-- begin AVAILABLE RECORDS --
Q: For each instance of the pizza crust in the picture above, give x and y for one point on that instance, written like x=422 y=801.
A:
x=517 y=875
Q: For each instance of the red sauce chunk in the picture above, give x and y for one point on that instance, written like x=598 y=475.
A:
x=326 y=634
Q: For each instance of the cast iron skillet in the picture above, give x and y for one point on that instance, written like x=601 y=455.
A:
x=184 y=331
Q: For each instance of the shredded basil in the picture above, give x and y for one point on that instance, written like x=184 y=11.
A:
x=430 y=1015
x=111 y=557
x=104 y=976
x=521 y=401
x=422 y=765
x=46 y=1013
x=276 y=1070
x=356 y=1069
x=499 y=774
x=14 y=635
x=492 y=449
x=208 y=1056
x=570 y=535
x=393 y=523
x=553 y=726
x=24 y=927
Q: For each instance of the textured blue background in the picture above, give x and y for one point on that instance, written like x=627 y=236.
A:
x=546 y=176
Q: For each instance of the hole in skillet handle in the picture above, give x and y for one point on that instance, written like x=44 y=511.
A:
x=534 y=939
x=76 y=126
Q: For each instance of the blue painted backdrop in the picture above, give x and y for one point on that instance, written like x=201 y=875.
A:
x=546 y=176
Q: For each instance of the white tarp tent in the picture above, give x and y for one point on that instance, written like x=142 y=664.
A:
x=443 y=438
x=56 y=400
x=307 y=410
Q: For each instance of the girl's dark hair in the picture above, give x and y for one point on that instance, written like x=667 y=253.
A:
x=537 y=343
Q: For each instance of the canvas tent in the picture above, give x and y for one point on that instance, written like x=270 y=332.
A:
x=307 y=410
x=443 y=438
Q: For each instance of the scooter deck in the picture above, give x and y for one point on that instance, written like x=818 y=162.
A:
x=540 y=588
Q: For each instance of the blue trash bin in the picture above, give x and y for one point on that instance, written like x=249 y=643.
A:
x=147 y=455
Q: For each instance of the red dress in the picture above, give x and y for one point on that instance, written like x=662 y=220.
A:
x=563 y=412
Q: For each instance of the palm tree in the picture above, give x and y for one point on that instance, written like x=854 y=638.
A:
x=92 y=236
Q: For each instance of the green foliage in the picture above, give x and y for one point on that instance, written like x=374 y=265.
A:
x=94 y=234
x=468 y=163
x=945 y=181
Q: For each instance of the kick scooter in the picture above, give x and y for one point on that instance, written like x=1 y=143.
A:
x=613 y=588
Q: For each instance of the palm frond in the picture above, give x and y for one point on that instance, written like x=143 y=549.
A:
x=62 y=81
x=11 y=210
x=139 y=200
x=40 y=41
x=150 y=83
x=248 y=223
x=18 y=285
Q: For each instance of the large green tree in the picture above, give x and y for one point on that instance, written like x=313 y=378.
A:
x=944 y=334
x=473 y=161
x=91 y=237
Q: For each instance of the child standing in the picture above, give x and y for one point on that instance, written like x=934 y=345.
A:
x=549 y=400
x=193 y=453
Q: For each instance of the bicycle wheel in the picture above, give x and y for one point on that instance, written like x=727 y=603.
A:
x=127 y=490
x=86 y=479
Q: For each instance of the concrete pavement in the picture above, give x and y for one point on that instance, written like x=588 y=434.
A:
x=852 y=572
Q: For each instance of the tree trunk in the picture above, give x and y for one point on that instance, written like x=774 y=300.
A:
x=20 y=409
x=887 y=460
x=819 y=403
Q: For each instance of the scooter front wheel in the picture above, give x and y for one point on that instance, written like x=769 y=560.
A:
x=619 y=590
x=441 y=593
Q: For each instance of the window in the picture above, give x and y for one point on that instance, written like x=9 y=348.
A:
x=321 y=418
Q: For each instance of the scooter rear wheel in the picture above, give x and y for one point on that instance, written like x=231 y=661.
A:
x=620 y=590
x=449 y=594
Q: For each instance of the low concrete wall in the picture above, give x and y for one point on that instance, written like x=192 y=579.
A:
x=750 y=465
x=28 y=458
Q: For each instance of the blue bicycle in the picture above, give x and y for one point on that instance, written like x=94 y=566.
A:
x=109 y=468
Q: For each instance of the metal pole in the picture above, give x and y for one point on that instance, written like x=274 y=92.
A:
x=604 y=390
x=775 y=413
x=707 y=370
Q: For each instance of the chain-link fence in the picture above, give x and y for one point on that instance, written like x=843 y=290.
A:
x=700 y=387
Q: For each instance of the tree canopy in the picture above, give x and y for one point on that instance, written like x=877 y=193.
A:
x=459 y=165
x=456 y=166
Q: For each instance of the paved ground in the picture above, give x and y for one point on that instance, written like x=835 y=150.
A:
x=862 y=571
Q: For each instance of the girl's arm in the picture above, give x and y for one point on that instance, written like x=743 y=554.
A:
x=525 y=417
-- end AVAILABLE RECORDS --
▶ **INSTRUCTIONS TO FOLLOW**
Rewrite the rows from the line that contains "Q: For each instance of the scooter front" through the line that contains "x=441 y=593", keeping the request lines as they are. Add 57 to each x and y coordinate in the answers, but leave the numbers in the request's format sample unchanged.

▶ **WRITTEN ANSWER**
Q: For each instance of the scooter front wheel in the picture above, give x and y for one point on that instance, written like x=769 y=560.
A:
x=676 y=647
x=498 y=650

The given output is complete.